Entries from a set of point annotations
__________________________________________________

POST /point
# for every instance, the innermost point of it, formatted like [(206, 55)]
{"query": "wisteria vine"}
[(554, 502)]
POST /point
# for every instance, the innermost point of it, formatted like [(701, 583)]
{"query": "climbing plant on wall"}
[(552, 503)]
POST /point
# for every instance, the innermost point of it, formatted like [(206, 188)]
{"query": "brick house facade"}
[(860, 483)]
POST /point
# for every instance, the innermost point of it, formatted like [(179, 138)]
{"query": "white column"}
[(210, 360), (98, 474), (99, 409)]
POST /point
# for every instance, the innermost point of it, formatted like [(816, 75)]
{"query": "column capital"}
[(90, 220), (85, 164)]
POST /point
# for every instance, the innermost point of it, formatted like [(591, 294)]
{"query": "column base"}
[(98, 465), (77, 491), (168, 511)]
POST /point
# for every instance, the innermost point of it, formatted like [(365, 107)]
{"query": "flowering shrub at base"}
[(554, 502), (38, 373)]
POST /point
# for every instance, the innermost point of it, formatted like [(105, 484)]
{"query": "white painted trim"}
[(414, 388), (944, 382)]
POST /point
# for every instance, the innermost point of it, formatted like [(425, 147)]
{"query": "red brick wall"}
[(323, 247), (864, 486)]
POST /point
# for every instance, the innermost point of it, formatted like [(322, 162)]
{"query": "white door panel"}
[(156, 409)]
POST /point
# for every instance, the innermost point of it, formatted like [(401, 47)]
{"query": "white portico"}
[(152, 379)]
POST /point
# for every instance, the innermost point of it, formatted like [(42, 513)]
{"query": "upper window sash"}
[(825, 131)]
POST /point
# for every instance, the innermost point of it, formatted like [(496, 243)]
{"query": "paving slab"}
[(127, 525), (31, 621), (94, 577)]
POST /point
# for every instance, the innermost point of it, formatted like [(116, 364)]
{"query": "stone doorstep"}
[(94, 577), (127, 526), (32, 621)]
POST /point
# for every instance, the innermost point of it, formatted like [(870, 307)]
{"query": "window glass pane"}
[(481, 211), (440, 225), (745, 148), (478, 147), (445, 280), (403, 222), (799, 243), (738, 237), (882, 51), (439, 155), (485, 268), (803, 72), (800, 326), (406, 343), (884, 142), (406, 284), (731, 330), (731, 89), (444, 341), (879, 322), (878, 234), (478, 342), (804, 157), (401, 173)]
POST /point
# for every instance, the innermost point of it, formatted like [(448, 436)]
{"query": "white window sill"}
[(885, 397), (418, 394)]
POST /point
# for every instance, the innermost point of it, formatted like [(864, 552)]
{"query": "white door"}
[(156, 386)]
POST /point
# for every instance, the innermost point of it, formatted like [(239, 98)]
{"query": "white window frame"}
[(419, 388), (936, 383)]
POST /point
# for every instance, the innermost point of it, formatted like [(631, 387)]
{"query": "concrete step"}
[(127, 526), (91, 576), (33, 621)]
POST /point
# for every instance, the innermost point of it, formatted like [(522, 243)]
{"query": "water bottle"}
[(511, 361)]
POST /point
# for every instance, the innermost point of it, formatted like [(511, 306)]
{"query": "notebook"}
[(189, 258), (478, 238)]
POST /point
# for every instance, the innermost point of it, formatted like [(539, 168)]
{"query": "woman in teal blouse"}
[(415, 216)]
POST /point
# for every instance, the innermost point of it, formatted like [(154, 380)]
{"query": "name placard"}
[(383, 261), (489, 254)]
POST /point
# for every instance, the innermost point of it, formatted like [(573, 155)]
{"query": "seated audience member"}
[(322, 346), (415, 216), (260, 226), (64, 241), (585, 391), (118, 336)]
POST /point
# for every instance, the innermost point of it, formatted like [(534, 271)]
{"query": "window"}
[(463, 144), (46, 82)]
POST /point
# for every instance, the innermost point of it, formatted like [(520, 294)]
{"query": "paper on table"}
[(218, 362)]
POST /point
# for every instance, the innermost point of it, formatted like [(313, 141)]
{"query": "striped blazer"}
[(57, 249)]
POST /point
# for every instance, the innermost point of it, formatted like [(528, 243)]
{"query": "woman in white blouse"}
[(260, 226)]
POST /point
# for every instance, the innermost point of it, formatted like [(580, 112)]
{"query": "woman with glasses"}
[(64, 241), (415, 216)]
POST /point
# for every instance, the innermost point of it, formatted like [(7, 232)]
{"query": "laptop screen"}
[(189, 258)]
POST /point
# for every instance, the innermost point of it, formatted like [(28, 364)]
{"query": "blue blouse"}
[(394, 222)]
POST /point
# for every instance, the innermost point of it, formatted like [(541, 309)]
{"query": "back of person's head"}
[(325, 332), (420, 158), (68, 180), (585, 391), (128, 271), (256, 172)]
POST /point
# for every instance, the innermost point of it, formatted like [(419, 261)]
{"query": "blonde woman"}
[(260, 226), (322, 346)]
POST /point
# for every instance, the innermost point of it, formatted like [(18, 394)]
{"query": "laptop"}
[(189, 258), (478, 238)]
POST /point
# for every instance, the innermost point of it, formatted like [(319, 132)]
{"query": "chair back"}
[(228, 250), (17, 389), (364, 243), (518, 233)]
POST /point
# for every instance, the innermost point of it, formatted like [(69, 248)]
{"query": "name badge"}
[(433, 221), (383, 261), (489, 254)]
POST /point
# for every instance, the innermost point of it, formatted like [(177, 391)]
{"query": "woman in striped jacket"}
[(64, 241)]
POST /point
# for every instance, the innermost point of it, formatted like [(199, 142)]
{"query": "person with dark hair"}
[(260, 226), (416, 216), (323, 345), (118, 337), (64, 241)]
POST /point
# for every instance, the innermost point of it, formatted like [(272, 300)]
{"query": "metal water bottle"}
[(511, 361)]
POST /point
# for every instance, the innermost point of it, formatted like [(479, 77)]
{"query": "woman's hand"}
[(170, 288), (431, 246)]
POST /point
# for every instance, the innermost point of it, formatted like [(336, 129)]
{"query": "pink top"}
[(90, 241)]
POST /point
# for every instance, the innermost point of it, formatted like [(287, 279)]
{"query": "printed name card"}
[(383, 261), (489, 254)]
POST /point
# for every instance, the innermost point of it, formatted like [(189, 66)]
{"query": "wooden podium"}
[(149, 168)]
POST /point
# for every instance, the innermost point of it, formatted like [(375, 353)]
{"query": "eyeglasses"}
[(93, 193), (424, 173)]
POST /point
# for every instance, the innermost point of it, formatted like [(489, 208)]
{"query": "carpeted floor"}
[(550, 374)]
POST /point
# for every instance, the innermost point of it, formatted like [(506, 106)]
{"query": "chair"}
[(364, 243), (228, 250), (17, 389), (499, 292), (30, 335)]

__________________________________________________

PROBLEM DETAILS.
Reproduce all of the data above word for word, changing nothing.

TASK SOLUTION.
POST /point
# for every instance, the innermost point of it, formatted like [(206, 55)]
{"query": "wisteria vine"}
[(554, 502)]
POST /point
# for every instance, the innermost point of it, formatted like [(701, 583)]
{"query": "climbing plant on wall"}
[(552, 503)]
POST /point
# for every instance, the innermost point of it, formatted like [(206, 188)]
{"query": "brick house facade"}
[(860, 483)]
POST /point
# for every instance, the innermost point of it, formatted like [(179, 138)]
{"query": "white column"}
[(210, 360), (98, 474), (99, 409)]
POST /point
# for every instance, the innermost point of it, formatted like [(816, 75)]
{"query": "column capital"}
[(90, 220), (85, 164)]
POST /point
# for every instance, the innermost point of it, formatted like [(591, 294)]
{"query": "column base"}
[(98, 465), (77, 491), (168, 511)]
POST /point
# for every instance, the innermost point of it, formatted like [(365, 107)]
{"query": "flowering shrub at base"}
[(554, 502), (38, 373)]
POST /point
# for every instance, the innermost point of it, formatted like [(105, 484)]
{"query": "white painted trim"}
[(414, 388), (944, 382)]
POST /point
# for every instance, the innermost point of it, formatted like [(425, 147)]
{"query": "red brick wall"}
[(323, 247), (864, 486)]
POST /point
# for every instance, the innermost point of it, formatted like [(322, 162)]
{"query": "white door panel"}
[(156, 409)]
POST /point
# for every instance, the innermost point of it, formatted like [(401, 47)]
{"query": "white portico"}
[(152, 379)]
POST /point
# for every instance, the innermost point of it, formatted like [(42, 513)]
{"query": "upper window sash"}
[(825, 131)]
POST /point
# for every instance, the innermost point of it, formatted like [(496, 243)]
{"query": "paving slab"}
[(127, 525), (31, 621), (94, 577)]
POST /point
# for every instance, the innermost point of it, formatted like [(116, 364)]
{"query": "stone doorstep"}
[(94, 577), (127, 526), (32, 621)]
POST /point
# for every instance, the innermost point of it, formatted like [(870, 307)]
{"query": "window glass pane"}
[(481, 211), (440, 225), (745, 148), (478, 147), (445, 280), (403, 222), (799, 243), (738, 237), (882, 51), (439, 155), (485, 268), (803, 72), (800, 326), (406, 343), (884, 142), (406, 284), (731, 330), (731, 89), (444, 341), (879, 322), (878, 234), (478, 342), (804, 157), (401, 173)]
POST /point
# for every instance, the innermost point of it, formatted like [(448, 436)]
{"query": "white window sill"}
[(885, 397), (418, 394)]
POST /point
# for every instance, the innermost point of it, formatted like [(864, 552)]
{"query": "white door"}
[(156, 386)]
POST /point
# for every instance, the innermost point of it, formatted like [(239, 98)]
{"query": "white window frame"}
[(419, 388), (936, 383)]
POST /point
# for every instance, the innermost point of it, formatted like [(631, 387)]
{"query": "concrete step"}
[(127, 526), (91, 576), (33, 621)]
POST /point
# for every instance, the innermost point of it, formatted like [(522, 243)]
{"query": "water bottle"}
[(511, 361)]
POST /point
# for every instance, the innermost point of it, formatted like [(511, 306)]
{"query": "notebook"}
[(189, 258), (478, 238)]
POST /point
# for every instance, the innermost point of it, formatted like [(539, 168)]
{"query": "woman in teal blouse"}
[(415, 216)]
POST /point
# for every instance, the innermost point of it, formatted like [(154, 380)]
{"query": "name placard"}
[(383, 261), (489, 254)]
POST /point
# for every instance, the innermost point of it, formatted like [(573, 155)]
{"query": "seated audience member"}
[(322, 346), (415, 216), (260, 226), (64, 241), (585, 391), (118, 336)]
POST /point
# for every instance, the innermost point of it, formatted like [(534, 271)]
{"query": "window"}
[(463, 144), (46, 82)]
POST /point
# for every instance, the innermost point of it, formatted like [(520, 294)]
{"query": "paper on table"}
[(218, 362)]
POST /point
# for every instance, the innermost point of it, formatted like [(313, 141)]
{"query": "striped blazer"}
[(57, 249)]
POST /point
# for every instance, the innermost point of it, formatted like [(528, 243)]
{"query": "woman in white blouse"}
[(260, 226)]
POST /point
# for every instance, the innermost point of it, formatted like [(580, 112)]
{"query": "woman with glasses"}
[(64, 241), (415, 216)]
POST /point
# for every instance, the innermost point of it, formatted like [(7, 232)]
{"query": "laptop screen"}
[(189, 258)]
POST /point
# for every instance, the innermost point of it, formatted like [(28, 364)]
{"query": "blue blouse"}
[(394, 222)]
POST /point
# for every instance, the innermost point of it, formatted like [(541, 309)]
{"query": "back of person's head"}
[(325, 332), (420, 158), (68, 180), (585, 391), (128, 271), (256, 172)]
POST /point
# for every instance, the innermost point of it, formatted like [(419, 261)]
{"query": "blonde woman"}
[(260, 226), (322, 346)]
POST /point
# for every instance, the innermost point of it, formatted like [(18, 394)]
{"query": "laptop"}
[(189, 258), (478, 238)]
POST /point
# for every instance, the innermost point of it, formatted like [(319, 132)]
{"query": "chair back"}
[(228, 250), (17, 389), (364, 243), (518, 233)]
POST /point
# for every instance, the innermost point of it, formatted like [(69, 248)]
{"query": "name badge"}
[(433, 221), (383, 261), (489, 254)]
POST /point
# for every instance, the innermost point of it, formatted like [(177, 391)]
{"query": "woman in striped jacket"}
[(64, 241)]
POST /point
# for every instance, the innermost point of it, formatted like [(199, 142)]
{"query": "person with dark hair"}
[(260, 226), (416, 216), (323, 345), (118, 337), (64, 241)]
POST /point
# for every instance, the innermost point of it, formatted like [(272, 300)]
{"query": "metal water bottle"}
[(511, 361)]
POST /point
# for every instance, the innermost point of it, formatted like [(479, 77)]
{"query": "woman's hand"}
[(170, 288), (431, 246)]
POST /point
# for every instance, the innermost point of it, formatted like [(336, 129)]
{"query": "pink top"}
[(90, 241)]
POST /point
# for every instance, the innermost point of it, formatted like [(287, 279)]
{"query": "printed name card"}
[(383, 261), (489, 254)]
POST /point
# for every instance, the innermost point of it, formatted like [(189, 66)]
{"query": "wooden podium"}
[(149, 168)]
POST /point
# for every instance, the innermost point of it, formatted like [(375, 353)]
{"query": "eyeglasses"}
[(93, 193), (424, 173)]
POST /point
# for every instance, the innermost point of it, formatted like [(489, 208)]
{"query": "carpeted floor"}
[(550, 374)]
POST /point
# for every instance, the innermost point of it, formatted like [(506, 106)]
{"query": "chair"}
[(364, 243), (228, 250), (17, 389), (499, 292), (30, 335)]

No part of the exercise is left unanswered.